- What needs to be done:
Please answer these questions from the article on the International Day of Human Fraternity in Madrid below:
(a) Which body organized the event?
(b) In which building's assembly hall did the event take place?
(c) Who is the president of the Three Cultures Foundation?

- Supplied passage:
In a world that is increasingly polarised, where successive crises have eroded the social fabric and left societies at the mercy of fanaticism, fundamentalism and radicalism, it is more important than ever to raise awareness through education, respect and tolerance. These values are shared by the three great monotheistic religions of Judaism, Christianity and Islam.
In order to recognise the common ground between these faiths, the Episcopal sub-commission for Interfaith Relations and Interreligious Dialogue organised the "International Day of Human Fraternity" in Madrid, the first institutional event held in Spain a year after it was recognised by the United Nations. The aim is to promote concord and interreligious dialogue through the joint prism shared by the three religions.
There was no room for anyone else in the assembly hall of the Sedes Saptientiae building of the Episcopal Conference to witness an event attended by the highest religious authorities of the three great religions in Spain. Speakers included Cardinal Juan José Omella, Archbishop of Barcelona and President of the Episcopal Conference; Isaac Benzaquén, President of the Federation of Jewish Communities of Spain, and Mohamed Ajana El Ouafi, Secretary of the Islamic Commission of Spain.
The president of the Three Cultures Foundation, Concepción de Santa Ana, and the ambassador of the United Arab Emirates in Spain, Majid Hassan Mohamed Hassa, also attended the event.

- Material provided:
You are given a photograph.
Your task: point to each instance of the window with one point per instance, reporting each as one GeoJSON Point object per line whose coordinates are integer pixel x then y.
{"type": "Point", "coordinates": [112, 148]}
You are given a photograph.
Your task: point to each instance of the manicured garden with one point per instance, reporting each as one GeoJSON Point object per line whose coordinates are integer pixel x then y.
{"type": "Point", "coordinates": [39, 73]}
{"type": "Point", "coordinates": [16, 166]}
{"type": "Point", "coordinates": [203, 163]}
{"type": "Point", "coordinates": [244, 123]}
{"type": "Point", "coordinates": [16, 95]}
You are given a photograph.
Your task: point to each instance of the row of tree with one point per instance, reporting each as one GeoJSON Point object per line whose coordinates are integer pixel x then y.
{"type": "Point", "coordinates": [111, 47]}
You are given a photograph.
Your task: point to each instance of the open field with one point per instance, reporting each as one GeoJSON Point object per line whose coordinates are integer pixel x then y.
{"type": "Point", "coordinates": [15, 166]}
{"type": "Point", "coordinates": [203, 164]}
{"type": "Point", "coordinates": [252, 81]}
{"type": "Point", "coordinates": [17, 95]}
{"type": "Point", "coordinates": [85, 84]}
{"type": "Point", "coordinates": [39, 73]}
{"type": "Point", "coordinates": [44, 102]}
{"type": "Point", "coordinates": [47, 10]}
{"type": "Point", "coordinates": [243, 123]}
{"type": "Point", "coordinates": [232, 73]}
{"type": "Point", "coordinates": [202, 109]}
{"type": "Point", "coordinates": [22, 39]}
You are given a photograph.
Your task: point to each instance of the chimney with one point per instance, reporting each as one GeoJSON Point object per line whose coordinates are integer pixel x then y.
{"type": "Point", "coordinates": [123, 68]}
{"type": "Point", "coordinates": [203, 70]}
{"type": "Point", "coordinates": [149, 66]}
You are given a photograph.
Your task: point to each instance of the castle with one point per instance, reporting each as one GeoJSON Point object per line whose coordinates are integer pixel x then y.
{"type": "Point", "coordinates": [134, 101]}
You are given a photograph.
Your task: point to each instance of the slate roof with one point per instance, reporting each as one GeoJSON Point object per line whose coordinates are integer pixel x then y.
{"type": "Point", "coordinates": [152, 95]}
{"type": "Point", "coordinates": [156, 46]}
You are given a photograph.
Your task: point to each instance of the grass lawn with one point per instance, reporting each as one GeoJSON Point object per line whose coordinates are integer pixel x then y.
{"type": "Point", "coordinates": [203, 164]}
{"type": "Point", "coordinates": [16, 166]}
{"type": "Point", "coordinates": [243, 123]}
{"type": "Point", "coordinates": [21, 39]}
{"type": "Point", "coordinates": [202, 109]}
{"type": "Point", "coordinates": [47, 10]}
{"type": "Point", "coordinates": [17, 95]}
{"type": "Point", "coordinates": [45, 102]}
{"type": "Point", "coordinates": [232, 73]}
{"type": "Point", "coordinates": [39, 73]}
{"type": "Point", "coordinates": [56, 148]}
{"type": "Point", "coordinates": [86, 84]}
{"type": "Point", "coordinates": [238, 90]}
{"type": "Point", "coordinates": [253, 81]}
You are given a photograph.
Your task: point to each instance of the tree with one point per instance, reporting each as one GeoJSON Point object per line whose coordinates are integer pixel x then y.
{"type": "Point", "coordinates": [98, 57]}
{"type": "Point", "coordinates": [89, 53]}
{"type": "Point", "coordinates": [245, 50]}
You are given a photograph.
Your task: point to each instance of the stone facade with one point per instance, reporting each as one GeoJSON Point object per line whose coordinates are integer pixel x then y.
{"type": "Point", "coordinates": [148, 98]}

- Solution for this task:
(a) The Episcopal sub-commission for Interfaith Relations and Interreligious Dialogue.
(b) The Sedes Saptientiae building of the Episcopal Conference.
(c) Concepción de Santa Ana.